Assignment:
Output all of the records again, exactly as written.

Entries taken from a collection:

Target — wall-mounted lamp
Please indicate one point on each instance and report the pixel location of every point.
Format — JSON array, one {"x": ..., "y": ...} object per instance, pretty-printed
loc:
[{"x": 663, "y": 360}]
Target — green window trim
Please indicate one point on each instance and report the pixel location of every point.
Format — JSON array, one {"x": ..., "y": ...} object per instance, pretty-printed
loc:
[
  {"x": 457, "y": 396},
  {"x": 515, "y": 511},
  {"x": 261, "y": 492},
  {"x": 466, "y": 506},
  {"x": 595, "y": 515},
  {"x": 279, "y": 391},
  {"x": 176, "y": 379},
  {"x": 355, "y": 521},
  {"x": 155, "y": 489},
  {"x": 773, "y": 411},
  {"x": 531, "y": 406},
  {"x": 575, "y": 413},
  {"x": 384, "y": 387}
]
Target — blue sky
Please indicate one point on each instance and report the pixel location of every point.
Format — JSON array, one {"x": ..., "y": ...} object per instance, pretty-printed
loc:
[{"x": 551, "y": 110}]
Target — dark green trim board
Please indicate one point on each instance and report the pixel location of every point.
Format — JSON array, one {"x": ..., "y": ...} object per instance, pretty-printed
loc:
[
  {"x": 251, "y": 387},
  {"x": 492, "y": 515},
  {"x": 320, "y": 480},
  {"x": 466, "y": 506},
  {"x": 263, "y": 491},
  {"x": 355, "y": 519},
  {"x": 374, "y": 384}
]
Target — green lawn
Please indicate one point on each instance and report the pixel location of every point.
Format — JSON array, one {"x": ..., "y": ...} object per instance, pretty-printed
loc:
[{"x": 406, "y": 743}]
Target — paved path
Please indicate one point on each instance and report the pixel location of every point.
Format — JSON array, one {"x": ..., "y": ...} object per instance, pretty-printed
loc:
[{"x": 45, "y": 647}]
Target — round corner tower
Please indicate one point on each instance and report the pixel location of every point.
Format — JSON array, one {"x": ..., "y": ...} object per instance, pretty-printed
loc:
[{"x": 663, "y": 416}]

Written response:
Target — wall-mounted lamp
Please indicate one point on each instance and report the pixel location of every point.
Format — JSON array, one {"x": ..., "y": ...} object per instance, pretty-printed
loc:
[{"x": 663, "y": 360}]
Target — green window trim
Please indicate one point on each instance and report the pixel location of every point.
Format — JSON array, one {"x": ..., "y": ...} object per instance, pretty-printed
loc:
[
  {"x": 457, "y": 396},
  {"x": 515, "y": 511},
  {"x": 261, "y": 492},
  {"x": 466, "y": 506},
  {"x": 595, "y": 515},
  {"x": 279, "y": 391},
  {"x": 176, "y": 379},
  {"x": 355, "y": 521},
  {"x": 155, "y": 489},
  {"x": 773, "y": 411},
  {"x": 531, "y": 406},
  {"x": 575, "y": 413},
  {"x": 384, "y": 387}
]
Target — blue sky
Please indicate one point on each instance and report the pixel location of every point.
Format — JSON array, one {"x": ..., "y": ...} object per instance, pretty-printed
loc:
[{"x": 551, "y": 110}]
Target — dark green trim board
Please indicate one point on each instance and report the pixel location of every point.
Format — JSON array, one {"x": ..., "y": ...} object per instance, pretty-printed
loc:
[
  {"x": 251, "y": 387},
  {"x": 492, "y": 515},
  {"x": 320, "y": 480},
  {"x": 466, "y": 506},
  {"x": 263, "y": 491},
  {"x": 355, "y": 519},
  {"x": 374, "y": 384}
]
Target — green lawn
Please indicate one point on each instance and report the pixel location of every point.
Format — JSON array, one {"x": ..., "y": ...} object per instance, pretty-printed
loc:
[{"x": 406, "y": 743}]
Target — paved path
Please indicate one point on each instance and report the pixel location of every point.
Format — JSON array, one {"x": ..., "y": ...} object per instance, pretty-printed
loc:
[{"x": 45, "y": 647}]
Target — round corner tower
Please indicate one point on each instance and report the pixel location of every point.
Format — JSON array, one {"x": ..., "y": ...} object per instance, pretty-printed
loc:
[{"x": 663, "y": 416}]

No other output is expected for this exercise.